Exercise instructions: For every line in the material below that holds "sleeve", report the line.

Source data:
########################################

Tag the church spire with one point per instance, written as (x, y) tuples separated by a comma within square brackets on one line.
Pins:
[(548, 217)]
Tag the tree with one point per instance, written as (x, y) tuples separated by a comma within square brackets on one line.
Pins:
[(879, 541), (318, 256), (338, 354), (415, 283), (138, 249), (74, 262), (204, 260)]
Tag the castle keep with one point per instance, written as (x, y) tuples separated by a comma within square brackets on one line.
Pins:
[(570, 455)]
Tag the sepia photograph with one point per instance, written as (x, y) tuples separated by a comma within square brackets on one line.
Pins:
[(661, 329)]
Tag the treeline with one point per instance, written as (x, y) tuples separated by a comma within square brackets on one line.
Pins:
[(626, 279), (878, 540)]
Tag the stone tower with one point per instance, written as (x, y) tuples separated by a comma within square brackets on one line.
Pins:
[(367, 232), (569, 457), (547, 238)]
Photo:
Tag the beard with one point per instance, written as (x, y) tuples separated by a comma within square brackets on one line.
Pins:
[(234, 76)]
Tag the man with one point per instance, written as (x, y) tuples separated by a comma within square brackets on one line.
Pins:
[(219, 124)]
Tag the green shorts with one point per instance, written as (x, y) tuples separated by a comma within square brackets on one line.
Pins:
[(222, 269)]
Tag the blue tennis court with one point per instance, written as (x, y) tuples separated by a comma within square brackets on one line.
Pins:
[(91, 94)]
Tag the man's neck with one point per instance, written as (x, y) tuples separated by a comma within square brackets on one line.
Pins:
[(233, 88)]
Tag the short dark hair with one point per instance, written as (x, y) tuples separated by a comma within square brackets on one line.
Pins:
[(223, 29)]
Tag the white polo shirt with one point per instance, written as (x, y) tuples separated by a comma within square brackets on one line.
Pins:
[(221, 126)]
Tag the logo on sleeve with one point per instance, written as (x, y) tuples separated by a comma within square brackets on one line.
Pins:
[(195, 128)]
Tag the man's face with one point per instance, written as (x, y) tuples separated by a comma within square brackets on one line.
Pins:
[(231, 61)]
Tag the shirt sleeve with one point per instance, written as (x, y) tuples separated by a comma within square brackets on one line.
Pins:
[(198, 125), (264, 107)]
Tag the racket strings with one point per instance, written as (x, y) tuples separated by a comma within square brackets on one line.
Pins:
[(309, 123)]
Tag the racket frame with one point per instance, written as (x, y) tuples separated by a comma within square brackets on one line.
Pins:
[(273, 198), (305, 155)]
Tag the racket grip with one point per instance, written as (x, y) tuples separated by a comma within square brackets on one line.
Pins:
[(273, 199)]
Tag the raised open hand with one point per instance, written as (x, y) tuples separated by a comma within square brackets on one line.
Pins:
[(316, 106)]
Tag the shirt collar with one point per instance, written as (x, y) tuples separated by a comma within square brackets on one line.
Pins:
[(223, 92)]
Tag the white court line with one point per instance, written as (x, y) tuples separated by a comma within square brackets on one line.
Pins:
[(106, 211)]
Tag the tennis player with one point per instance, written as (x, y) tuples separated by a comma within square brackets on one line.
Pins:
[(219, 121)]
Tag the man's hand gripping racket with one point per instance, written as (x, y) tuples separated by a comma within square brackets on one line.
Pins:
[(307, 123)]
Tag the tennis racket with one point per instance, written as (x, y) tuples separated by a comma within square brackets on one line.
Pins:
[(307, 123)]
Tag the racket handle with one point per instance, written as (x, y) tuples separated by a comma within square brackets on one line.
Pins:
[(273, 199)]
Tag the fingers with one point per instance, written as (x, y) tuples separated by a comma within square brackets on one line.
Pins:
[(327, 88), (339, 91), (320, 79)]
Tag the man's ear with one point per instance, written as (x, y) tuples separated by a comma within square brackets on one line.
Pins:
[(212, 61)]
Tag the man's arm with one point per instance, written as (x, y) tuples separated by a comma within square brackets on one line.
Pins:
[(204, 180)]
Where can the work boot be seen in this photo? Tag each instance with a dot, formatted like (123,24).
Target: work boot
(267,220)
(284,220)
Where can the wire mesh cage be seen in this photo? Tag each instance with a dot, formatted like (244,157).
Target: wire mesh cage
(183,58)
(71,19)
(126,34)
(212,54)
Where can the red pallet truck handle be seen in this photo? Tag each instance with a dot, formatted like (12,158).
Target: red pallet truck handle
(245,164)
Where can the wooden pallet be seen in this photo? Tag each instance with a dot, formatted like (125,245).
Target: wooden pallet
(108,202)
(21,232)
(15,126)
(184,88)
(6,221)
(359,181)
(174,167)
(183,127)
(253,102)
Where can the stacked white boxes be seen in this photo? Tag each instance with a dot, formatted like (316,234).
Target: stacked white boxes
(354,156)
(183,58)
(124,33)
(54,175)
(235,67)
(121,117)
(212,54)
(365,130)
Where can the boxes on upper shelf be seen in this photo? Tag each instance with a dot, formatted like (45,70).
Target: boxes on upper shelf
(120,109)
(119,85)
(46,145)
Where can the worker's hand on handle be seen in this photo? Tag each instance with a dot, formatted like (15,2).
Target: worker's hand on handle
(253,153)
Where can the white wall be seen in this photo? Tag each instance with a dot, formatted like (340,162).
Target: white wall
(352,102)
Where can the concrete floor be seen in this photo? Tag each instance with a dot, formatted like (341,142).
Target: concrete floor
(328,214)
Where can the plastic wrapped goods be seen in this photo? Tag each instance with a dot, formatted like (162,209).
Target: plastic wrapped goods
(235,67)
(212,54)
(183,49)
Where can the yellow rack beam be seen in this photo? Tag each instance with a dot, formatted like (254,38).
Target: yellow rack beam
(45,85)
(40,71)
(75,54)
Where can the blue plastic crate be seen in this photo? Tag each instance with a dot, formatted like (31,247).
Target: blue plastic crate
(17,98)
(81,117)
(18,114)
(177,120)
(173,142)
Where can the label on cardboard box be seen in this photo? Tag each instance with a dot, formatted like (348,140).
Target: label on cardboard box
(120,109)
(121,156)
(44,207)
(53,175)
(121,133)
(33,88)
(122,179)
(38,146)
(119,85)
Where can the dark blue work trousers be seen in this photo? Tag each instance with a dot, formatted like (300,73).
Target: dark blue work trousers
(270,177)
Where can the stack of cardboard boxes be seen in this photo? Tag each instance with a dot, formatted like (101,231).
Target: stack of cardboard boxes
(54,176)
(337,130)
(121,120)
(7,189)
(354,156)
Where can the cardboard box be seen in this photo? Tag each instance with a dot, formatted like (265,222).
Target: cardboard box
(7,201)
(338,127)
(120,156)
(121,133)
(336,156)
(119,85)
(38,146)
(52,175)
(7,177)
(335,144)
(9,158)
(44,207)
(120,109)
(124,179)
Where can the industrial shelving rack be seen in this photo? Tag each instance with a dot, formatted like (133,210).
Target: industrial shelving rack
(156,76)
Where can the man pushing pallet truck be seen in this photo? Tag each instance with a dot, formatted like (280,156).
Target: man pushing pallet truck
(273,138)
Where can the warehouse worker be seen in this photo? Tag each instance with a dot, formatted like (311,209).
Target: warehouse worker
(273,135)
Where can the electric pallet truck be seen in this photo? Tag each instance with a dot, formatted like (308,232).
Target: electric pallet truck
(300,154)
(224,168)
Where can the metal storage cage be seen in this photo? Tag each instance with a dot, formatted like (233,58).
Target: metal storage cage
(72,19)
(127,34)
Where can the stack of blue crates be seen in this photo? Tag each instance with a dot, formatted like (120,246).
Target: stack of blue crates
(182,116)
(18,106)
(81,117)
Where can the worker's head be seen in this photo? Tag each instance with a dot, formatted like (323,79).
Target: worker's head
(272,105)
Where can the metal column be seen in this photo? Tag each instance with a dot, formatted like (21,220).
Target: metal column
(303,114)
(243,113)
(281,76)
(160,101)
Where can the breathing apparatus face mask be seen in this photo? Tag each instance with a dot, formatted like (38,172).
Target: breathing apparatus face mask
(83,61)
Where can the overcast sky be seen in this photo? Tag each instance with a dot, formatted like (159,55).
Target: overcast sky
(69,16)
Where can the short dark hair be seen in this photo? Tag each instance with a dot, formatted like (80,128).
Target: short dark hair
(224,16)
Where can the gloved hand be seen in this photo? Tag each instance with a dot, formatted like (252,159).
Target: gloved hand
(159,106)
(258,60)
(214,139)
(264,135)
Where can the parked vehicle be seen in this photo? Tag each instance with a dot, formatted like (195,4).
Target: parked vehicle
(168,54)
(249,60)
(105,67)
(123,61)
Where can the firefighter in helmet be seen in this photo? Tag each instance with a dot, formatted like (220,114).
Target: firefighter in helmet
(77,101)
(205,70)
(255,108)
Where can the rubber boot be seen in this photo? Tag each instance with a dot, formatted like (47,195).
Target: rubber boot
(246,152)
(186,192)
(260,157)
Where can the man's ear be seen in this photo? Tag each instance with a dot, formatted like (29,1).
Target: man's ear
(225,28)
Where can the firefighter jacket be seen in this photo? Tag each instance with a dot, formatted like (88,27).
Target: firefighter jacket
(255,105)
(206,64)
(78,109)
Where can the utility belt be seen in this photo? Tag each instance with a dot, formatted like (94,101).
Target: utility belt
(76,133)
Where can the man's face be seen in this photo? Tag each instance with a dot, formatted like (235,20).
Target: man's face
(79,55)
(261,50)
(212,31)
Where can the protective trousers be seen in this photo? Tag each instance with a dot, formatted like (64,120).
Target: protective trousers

########################################

Problem solution:
Tag the logo on sleeve with one point per instance, written as (x, y) tuples separated by a comma within square brackets on one line.
Tag the shirt sleeve with one point per instance, written as (x, y) tuples separated by a comma within square brackets on one line.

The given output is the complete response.